I Giovani di origine italiana in Europa e in Nord Africa

(AIE) Desidero offrire alcuni spunti sulle giovani generazioni in Europa. Scarsissima è la mia documentazione sui giovani in Nord Africa, per cui domando questa trattazione agli esperti del settore. Il punto della situazione. Interrogativi Uno dei miei primi contatti al CSERPE fu con un laureando della Facoltà di Architettura di Zurigo: un giovane di terza generazione che si prefiggeva di analizzare gli spazi architettonici creati dagli italiani in emigrazione per lasciare traccia del loro passaggio e per far comprendere agli svizzeri quale era lo stile italiano dello stare insieme. L’esigenza era nata dalla proliferazione di caffè di proprietà svizzera che volevano imitare - non sempre con successo, pur costatando che “italiano vende” - una atmosfera italiana. Terze, quarte generazioni in Europa: vi è da parte nostra la voglia di capire e la necessità, quindi, di mettersi in ascolto e di dialogare. Se questo non avvenisse, l’impegno del CGIE e dei Comites e la politica italiana verso le comunità si ridurrebbero a far morire con dignità la prima generazione o a perseguire la difesa di elementi prevalentemente folclorici.

(Voci di indicazione di oggetti con nome)
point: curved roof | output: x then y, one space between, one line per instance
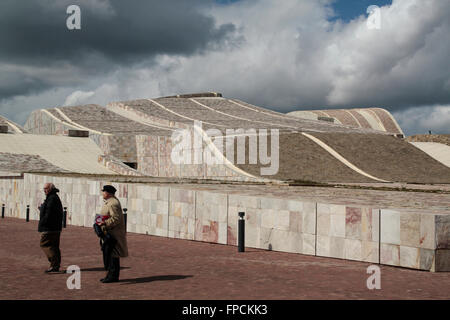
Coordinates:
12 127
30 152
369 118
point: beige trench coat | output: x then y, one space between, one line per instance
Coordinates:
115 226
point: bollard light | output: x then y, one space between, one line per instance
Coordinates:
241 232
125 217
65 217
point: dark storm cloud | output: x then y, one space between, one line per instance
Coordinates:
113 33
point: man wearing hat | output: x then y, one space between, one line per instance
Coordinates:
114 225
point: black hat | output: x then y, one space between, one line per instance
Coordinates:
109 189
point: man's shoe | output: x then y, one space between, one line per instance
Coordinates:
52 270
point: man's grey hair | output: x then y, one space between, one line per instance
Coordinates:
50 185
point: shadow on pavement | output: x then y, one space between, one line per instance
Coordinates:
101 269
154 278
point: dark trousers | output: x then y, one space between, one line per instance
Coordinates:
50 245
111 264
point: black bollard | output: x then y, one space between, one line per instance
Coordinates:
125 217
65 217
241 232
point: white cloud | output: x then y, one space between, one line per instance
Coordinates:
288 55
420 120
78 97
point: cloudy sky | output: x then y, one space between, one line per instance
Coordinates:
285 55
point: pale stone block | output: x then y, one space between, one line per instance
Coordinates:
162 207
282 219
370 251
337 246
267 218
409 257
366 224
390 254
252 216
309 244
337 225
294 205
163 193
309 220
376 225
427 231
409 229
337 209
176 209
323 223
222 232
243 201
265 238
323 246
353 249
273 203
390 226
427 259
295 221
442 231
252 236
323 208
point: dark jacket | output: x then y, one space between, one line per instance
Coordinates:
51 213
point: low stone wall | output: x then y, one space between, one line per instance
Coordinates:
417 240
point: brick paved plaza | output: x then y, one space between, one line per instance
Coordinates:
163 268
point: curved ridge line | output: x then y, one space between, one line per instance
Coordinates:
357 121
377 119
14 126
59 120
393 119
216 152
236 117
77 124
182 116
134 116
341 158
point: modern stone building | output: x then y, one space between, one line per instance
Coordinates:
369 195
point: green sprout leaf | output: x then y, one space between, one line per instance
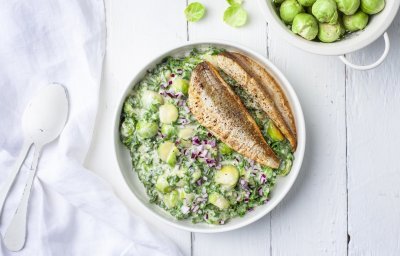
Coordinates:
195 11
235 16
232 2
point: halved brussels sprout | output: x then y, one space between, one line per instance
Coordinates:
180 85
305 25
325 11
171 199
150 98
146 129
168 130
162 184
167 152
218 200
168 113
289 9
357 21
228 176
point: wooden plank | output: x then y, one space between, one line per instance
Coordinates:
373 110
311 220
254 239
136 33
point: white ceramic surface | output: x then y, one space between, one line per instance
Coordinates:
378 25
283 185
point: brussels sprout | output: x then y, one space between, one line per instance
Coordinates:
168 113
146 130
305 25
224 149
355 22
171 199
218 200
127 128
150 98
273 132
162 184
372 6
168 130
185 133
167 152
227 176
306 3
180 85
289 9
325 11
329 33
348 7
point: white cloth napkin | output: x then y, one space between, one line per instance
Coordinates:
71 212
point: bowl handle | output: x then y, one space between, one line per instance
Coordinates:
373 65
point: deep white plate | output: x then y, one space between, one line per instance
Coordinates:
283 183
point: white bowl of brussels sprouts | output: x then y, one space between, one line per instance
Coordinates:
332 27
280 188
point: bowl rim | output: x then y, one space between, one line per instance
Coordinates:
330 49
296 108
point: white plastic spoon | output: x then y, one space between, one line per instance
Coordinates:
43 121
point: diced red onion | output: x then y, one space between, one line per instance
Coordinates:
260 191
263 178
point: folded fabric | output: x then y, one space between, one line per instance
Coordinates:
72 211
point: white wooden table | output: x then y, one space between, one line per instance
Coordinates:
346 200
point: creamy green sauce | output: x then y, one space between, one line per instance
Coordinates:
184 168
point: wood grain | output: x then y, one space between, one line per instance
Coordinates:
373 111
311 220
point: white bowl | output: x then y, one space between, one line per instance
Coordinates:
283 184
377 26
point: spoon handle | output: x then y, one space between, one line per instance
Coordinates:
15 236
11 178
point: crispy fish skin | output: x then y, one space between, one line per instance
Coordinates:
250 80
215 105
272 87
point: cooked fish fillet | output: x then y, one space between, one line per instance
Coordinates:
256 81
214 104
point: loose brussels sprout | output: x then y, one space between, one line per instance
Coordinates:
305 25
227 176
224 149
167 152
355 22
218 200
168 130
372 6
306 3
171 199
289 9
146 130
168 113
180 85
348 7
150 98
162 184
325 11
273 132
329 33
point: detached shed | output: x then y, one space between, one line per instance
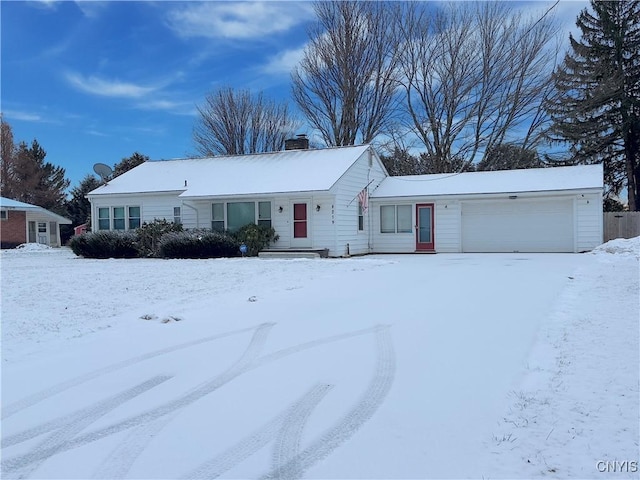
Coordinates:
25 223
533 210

...

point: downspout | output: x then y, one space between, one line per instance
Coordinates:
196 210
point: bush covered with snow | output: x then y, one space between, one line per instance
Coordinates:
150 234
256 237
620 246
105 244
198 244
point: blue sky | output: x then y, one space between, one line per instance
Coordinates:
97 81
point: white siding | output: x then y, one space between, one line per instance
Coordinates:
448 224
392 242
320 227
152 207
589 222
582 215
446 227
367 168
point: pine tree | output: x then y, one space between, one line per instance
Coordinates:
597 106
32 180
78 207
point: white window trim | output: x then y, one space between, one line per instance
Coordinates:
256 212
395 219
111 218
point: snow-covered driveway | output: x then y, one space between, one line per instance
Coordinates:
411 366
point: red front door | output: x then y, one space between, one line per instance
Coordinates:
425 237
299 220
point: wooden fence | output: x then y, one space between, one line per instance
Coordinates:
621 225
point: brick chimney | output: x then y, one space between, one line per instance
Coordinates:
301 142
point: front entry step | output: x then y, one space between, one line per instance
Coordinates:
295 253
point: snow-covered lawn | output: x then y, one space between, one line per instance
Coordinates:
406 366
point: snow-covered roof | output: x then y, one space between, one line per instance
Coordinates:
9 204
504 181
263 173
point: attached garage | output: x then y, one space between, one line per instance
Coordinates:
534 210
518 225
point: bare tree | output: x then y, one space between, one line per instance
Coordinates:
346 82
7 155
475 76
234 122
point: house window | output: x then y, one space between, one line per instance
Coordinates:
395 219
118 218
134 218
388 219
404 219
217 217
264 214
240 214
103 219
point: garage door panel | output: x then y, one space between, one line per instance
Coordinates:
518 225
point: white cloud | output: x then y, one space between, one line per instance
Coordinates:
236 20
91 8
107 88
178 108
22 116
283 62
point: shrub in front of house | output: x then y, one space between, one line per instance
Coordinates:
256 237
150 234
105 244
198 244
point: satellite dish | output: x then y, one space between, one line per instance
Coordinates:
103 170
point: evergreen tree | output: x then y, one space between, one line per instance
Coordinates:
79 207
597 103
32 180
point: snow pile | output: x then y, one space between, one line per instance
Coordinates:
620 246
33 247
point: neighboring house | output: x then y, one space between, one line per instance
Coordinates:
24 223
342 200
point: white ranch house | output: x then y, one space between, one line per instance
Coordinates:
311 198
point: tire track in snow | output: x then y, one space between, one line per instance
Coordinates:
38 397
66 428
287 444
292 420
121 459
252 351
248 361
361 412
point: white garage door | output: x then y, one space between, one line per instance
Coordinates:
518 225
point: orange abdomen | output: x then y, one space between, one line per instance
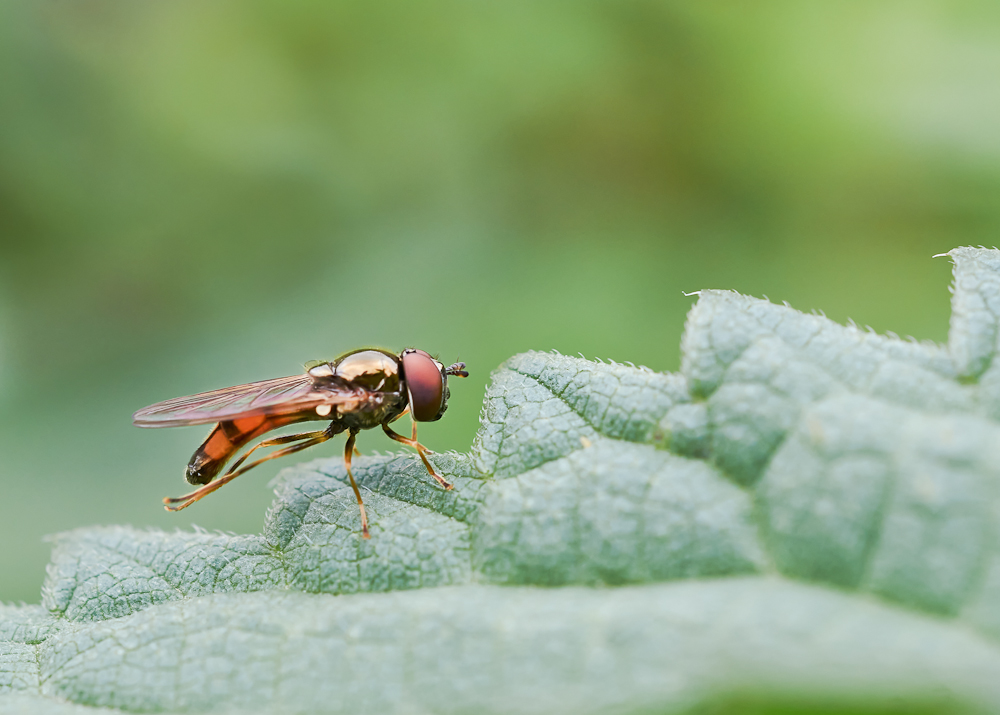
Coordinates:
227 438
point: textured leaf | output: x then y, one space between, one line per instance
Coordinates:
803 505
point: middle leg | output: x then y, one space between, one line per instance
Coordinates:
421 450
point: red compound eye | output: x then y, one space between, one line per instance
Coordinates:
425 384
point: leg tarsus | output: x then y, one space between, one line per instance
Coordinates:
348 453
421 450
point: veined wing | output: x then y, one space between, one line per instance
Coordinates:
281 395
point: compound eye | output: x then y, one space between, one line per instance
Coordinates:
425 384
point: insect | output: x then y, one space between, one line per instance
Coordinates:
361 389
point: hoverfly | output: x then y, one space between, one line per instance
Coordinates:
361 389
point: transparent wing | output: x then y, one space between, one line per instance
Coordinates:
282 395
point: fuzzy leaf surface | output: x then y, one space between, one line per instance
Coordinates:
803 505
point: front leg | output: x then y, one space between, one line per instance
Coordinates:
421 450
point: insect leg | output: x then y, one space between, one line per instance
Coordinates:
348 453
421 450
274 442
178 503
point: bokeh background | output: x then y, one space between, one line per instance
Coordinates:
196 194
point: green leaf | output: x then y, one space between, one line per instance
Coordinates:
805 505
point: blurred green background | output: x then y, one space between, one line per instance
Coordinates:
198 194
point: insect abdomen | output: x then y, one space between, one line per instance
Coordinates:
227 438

---

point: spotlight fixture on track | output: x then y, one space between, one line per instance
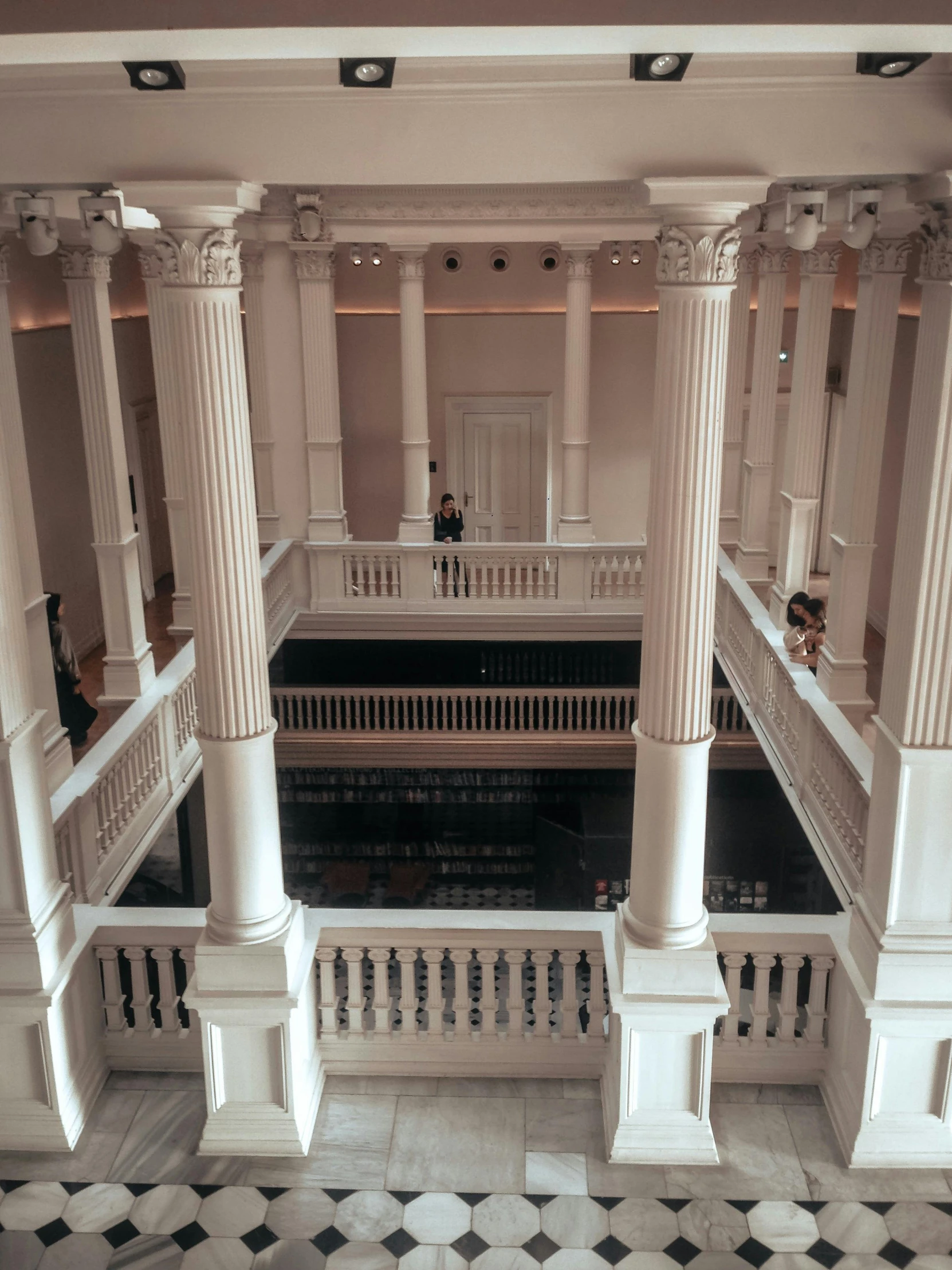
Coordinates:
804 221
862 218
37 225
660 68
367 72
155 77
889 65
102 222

# OBIETTIVO 1
Nel testo sui giovani di origine italiana, spiega in non più di tre frasi da quale esigenza nacque il progetto del laureando di Zurigo e che cosa si proponeva.
# OBIETTIVO 2
Traduci in inglese questa frase del testo sui giovani di origine italiana: «Scarsissima è la mia documentazione sui giovani in Nord Africa, per cui domando questa trattazione agli esperti del settore.»
Le righe non hanno alcun legame con il testo.

# SOLUZIONE ESERCIZIO 1
L'esigenza nacque dal moltiplicarsi di caffè di proprietà svizzera che cercavano di imitare un'atmosfera italiana, non sempre con successo, pur constatando che «italiano vende». Il laureando voleva quindi analizzare gli spazi architettonici creati dagli italiani emigrati, per lasciare traccia del loro passaggio e far comprendere agli svizzeri lo stile italiano dello stare insieme.

# SOLUZIONE ESERCIZIO 2
My documentation on young people in North Africa is very scarce, so I ask experts in the field to address this topic.